◆ Source text:

Quite naturally, more attention has always been paid in St. Boniface to such buildings as the Cathedral, the Grey Nuns' house, the college and the hospital. Nevertheless, the residence built by Bishop Tache in 1864, with its stone walls 28 inches thick, has more than survived the cathedral erected just before it - "the third cathedral" (1863-1908).

Tache had to build everything anew, indeed, after the disaster of 1860. In December of that year, both the old church with the "turrets twain" erected by Bishop Provencher and the Bishopric had been razed by fire, through the imprudence of domestics preparing candles for Christmas. The new church was opened in 1863. When reporting the news, the Nor' Wester added: "We understand that the masons are busy preparing stone for the Bishop's palace . . . The more good buildings, the better for the Settlement as a whole, and we hope the palace may be finished by All Saints' Day, next year."

The word "palace", which has been used occasionally until recent times, can apply here only as a euphemism or in reference to ancient European traditions.

◆ Complete the following:
a - Say whether each statement below agrees with the St. Boniface passage, answering yes or no and quoting the deciding words.
(i) The residence Bishop Tache built in 1864 has stone walls 28 inches thick.
(ii) The fire of 1860 was caused by lightning.
(iii) The new church was opened in 1864.
b - Please answer these questions from the St. Boniface passage.
(i) Who erected the old church with the "turrets twain"?
(ii) Which paper reported the opening of the new church?
(iii) By what day did that paper hope the palace would be finished?

◆ Given data:
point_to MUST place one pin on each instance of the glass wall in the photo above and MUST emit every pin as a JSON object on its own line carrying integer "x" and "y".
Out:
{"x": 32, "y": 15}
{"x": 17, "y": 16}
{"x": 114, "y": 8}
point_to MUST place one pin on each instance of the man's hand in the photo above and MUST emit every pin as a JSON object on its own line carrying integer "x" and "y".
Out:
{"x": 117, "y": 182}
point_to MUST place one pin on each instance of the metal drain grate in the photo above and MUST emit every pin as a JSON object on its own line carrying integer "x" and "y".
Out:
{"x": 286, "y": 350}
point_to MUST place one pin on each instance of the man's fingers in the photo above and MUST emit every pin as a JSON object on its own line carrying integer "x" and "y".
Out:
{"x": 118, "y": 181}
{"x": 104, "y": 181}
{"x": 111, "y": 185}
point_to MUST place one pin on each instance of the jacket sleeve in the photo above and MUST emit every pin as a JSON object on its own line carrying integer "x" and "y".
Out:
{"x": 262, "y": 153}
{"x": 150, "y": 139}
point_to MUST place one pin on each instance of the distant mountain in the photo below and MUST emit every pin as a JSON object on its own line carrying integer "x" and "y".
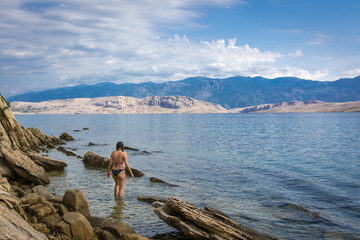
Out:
{"x": 231, "y": 92}
{"x": 116, "y": 105}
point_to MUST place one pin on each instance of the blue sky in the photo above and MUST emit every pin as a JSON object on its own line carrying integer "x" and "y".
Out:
{"x": 50, "y": 44}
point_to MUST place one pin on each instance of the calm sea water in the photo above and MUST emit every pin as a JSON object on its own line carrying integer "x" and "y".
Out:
{"x": 293, "y": 176}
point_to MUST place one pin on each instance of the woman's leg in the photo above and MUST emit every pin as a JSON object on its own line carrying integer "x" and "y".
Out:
{"x": 121, "y": 181}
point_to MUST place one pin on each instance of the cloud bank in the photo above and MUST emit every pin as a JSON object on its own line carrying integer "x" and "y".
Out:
{"x": 67, "y": 42}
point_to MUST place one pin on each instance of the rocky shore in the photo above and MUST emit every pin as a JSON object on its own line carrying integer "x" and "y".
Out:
{"x": 30, "y": 211}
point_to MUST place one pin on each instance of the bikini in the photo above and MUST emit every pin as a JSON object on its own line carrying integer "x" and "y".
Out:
{"x": 117, "y": 172}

◆ Responses to the tasks:
a -
(i) Yes: "the residence built by Bishop Tache in 1864, with its stone walls 28 inches thick"
(ii) No: "through the imprudence of domestics preparing candles for Christmas"
(iii) No: "The new church was opened in 1863."

b -
(i) Bishop Provencher
(ii) The Nor' Wester
(iii) All Saints' Day of the next year